▶ [What you are asked to do]
Reproduce the items below verbatim, starting with the line containing "the white icing" and continuing through the line containing "pixel 517 230", both lines included.

>> START Available records

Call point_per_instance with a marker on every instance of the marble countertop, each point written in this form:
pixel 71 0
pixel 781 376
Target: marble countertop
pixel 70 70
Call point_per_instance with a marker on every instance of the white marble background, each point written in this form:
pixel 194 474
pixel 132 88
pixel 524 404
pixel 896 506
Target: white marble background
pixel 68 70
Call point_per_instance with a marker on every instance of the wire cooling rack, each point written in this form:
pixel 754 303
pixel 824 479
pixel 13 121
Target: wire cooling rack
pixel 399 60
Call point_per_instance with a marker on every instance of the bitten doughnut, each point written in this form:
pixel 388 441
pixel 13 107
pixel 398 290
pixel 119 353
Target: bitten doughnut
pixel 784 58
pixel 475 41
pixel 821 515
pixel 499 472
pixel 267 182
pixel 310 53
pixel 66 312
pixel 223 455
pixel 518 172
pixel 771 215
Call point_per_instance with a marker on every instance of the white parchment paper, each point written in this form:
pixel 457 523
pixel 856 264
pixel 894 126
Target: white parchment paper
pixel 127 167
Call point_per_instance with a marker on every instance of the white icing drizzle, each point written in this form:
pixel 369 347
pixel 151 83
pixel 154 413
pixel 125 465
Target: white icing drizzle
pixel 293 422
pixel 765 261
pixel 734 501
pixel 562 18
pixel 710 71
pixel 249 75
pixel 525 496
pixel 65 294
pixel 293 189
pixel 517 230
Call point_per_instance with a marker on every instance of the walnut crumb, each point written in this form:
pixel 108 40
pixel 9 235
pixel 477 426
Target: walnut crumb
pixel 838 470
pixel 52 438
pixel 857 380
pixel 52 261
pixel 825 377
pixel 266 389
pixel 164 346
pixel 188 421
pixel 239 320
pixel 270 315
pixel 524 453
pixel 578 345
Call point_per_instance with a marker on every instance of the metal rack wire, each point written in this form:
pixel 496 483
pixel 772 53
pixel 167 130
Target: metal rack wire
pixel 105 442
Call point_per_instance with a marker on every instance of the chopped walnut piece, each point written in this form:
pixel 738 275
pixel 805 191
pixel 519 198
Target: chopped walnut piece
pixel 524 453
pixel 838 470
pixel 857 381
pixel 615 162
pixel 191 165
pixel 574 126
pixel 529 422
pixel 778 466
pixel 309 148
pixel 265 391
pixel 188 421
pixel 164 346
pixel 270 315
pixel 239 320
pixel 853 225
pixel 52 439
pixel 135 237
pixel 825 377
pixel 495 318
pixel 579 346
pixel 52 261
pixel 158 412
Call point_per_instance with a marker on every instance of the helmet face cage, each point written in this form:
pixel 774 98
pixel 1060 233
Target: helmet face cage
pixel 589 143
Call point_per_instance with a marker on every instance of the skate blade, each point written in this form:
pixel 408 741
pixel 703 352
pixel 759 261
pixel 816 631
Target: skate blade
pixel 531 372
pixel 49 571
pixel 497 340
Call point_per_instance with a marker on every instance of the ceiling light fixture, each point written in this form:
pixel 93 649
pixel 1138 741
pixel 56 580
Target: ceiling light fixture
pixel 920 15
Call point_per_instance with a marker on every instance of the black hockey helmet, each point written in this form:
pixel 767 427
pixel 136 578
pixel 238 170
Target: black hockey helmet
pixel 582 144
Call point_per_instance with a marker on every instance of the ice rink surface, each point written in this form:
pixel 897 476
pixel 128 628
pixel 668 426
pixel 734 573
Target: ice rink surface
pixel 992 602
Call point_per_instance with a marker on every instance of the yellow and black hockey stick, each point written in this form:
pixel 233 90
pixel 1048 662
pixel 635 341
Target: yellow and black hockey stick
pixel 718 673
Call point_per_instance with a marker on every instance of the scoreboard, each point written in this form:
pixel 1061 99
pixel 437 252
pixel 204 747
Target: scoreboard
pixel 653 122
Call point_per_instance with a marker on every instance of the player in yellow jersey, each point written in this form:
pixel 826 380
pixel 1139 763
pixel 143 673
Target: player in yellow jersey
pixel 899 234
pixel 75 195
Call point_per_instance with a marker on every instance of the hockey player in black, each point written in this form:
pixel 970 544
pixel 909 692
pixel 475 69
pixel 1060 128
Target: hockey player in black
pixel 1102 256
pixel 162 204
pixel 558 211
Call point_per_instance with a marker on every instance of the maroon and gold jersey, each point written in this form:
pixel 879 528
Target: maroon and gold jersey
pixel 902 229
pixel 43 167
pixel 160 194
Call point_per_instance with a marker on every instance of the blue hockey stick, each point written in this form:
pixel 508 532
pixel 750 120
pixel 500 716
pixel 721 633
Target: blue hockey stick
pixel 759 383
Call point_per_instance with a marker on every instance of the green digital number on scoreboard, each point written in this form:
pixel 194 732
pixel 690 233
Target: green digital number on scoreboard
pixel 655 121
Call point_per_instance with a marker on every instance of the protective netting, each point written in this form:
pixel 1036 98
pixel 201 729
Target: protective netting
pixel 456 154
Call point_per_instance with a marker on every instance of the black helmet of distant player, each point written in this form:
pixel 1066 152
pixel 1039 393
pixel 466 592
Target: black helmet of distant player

>> END Available records

▶ [Problem solution]
Call point_per_instance with a marker on every instance of the white icing drizzle, each point written in this form:
pixel 369 347
pixel 151 83
pixel 154 413
pixel 125 465
Target: white icing drizzle
pixel 293 422
pixel 765 261
pixel 734 501
pixel 562 18
pixel 710 71
pixel 249 75
pixel 525 496
pixel 65 294
pixel 293 189
pixel 517 230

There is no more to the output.